**Written tasks**
1. Condense the paragraph of the passage on Erie County crime and voting that begins "In 2016, there were 19 property crimes" into a short bulleted list, keeping its main facts.
2. Reproduce word for word the part of the Erie County passage from "Crime affects quality" to "in comparison counties.".

**Passage provided**

== == ==

Erie County’s drug arrest and violent crime rates are lower than Pennsylvania and similar counties. While Erie’s property crime rate is higher than the statewide rate, it is lower than or similar to the comparison counties. Crime rates in the City of Erie, however, are higher than the county as a whole, an indication that city residents disproportionately face the negative effects of criminal activity. Meanwhile, there is a higher proportion of people registered to vote in Erie County than the state average, but the county’s underlying voting-age population is increasing at a slower rate than both Pennsylvania and the nation.
Crime affects quality of life for those who directly experience and witness it, sometimes resulting in long-lasting trauma, and can indirectly influence the stability and perceived attractiveness of a community. In 2016, there were 2 violent crimes reported per 1,000 residents in Erie County, less than the state rate of 3 and the national rate of 4. In the City of Erie, the 2016 violent crime rate was 4, double the county as a whole. The 2016 rate was lower in Erie County than in comparison counties.
In 2016, there were 19 property crimes reported per 1,000 residents in Erie County, higher than the state rate of 17, but less than the national rate of 24. From 2005 to 2016, the county’s property crime rate rose to a peak of 27 in 2011, and then declined below its 2005 level. The City of Erie’s property crime rate was 23 in 2016, higher than the county rate; however, the city rate had declined 37% since 2011.
Drug arrests can be a sign of illegal drug use and sales, which can cause immediate and long-term harm to individuals, neighborhoods and communities. At the same time, there are racial and socioeconomic disparities in drug-related arrests at the national level, which suggests that enforcement is sometimes uneven. In 2016, the drug abuse arrest rate in Erie County was 2 per 1,000 residents, half the statewide rate.
It is important to note that overall, Erie County’s voting-age population has increased by only 2% since 2000. The state, in contrast, experienced steady increases in its voting-age population throughout this time, resulting in an 8% increase overall. The nation increased its voting-age population by 20% in this period. If the population in Erie County continues to grow at a slower pace than the state and nation, it could eventually mean less representation for Erie County in the Pennsylvania Legislature and the U.S. Congress.
Voter registration among adults 18 and older indicates the citizenry's interest, commitment and belief in the value of participating in the political process. In 2017, 88% of voting-age Erie County residents were registered to vote, more than the statewide rate of 83%. From 2000 to 2017, the county’s voter registration rate fluctuated, peaking in presidential election years and declining afterward.

== == ==

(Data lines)
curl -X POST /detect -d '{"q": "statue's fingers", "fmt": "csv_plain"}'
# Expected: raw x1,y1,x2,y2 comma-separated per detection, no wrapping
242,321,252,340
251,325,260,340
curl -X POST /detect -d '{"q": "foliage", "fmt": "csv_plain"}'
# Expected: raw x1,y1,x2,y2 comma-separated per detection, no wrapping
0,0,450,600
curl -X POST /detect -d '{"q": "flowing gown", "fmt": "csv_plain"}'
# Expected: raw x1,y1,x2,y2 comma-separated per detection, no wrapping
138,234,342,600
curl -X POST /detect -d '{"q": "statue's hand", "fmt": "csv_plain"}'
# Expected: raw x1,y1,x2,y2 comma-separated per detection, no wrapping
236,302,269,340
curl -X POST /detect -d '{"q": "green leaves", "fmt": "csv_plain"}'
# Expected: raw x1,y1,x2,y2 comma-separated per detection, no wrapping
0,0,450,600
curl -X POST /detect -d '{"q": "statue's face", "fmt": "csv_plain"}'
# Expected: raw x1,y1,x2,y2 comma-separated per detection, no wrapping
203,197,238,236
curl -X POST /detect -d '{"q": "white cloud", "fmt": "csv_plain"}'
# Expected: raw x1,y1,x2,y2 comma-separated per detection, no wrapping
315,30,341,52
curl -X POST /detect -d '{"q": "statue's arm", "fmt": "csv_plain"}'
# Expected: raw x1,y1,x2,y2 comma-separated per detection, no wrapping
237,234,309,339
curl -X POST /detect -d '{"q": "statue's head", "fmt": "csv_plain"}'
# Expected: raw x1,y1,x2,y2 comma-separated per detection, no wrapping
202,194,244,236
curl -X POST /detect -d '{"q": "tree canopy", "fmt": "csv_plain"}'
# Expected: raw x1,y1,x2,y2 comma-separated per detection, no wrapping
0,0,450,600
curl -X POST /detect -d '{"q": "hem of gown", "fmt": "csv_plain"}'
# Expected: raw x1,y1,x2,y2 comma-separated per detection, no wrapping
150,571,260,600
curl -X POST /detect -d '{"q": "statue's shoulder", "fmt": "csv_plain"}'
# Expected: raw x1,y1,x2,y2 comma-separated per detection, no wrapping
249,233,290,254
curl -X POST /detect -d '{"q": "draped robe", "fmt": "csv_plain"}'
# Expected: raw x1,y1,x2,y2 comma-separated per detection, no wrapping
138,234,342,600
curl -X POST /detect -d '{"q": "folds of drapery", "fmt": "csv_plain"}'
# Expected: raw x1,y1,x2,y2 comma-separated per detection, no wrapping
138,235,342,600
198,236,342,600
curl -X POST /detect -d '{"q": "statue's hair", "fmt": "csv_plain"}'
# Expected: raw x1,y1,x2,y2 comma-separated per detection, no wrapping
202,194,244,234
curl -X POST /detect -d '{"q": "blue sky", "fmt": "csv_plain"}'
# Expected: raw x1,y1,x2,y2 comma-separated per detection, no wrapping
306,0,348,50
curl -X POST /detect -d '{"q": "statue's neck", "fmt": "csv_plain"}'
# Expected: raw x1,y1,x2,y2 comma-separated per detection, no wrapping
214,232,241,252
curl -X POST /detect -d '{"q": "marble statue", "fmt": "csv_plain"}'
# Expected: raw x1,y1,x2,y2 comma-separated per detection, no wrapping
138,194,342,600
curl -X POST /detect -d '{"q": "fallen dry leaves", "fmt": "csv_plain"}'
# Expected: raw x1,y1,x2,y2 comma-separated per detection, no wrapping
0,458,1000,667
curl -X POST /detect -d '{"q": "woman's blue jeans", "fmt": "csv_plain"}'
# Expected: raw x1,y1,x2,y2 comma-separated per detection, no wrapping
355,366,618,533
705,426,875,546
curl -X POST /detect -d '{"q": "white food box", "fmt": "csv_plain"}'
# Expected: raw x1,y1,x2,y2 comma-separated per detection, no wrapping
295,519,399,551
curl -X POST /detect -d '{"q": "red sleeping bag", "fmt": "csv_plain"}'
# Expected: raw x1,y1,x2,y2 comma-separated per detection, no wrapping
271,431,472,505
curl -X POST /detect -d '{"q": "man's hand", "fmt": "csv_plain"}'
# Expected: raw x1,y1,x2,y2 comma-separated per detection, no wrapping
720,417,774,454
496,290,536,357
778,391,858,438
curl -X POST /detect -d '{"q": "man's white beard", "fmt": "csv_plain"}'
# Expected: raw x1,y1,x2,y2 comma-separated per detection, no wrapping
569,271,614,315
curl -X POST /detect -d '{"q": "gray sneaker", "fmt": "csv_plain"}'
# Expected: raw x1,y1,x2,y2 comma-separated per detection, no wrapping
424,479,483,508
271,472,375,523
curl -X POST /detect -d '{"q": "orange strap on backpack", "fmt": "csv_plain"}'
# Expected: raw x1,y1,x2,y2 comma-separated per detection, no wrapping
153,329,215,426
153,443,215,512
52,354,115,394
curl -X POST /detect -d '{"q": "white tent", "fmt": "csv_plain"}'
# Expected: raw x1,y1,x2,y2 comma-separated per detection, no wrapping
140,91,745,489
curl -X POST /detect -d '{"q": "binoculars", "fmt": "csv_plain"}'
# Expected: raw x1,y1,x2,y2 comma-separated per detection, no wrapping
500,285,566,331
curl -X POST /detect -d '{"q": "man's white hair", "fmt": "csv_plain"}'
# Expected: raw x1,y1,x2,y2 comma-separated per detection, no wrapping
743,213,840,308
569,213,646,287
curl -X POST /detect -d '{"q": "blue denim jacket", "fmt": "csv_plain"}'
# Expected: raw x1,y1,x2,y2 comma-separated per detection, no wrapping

== == ==

**Responses in order**
1.
- Erie County, 2016: 19 property crimes per 1,000 residents. This was above the state rate of 17 but below the national rate of 24.
- 2005–2016: the county rate peaked at 27 in 2011, then fell below its 2005 level.
- City of Erie, 2016: 23 per 1,000, higher than the county rate, though down 37% since 2011.

2.
Crime affects quality of life for those who directly experience and witness it, sometimes resulting in long-lasting trauma, and can indirectly influence the stability and perceived attractiveness of a community. In 2016, there were 2 violent crimes reported per 1,000 residents in Erie County, less than the state rate of 3 and the national rate of 4. In the City of Erie, the 2016 violent crime rate was 4, double the county as a whole. The 2016 rate was lower in Erie County than in comparison counties.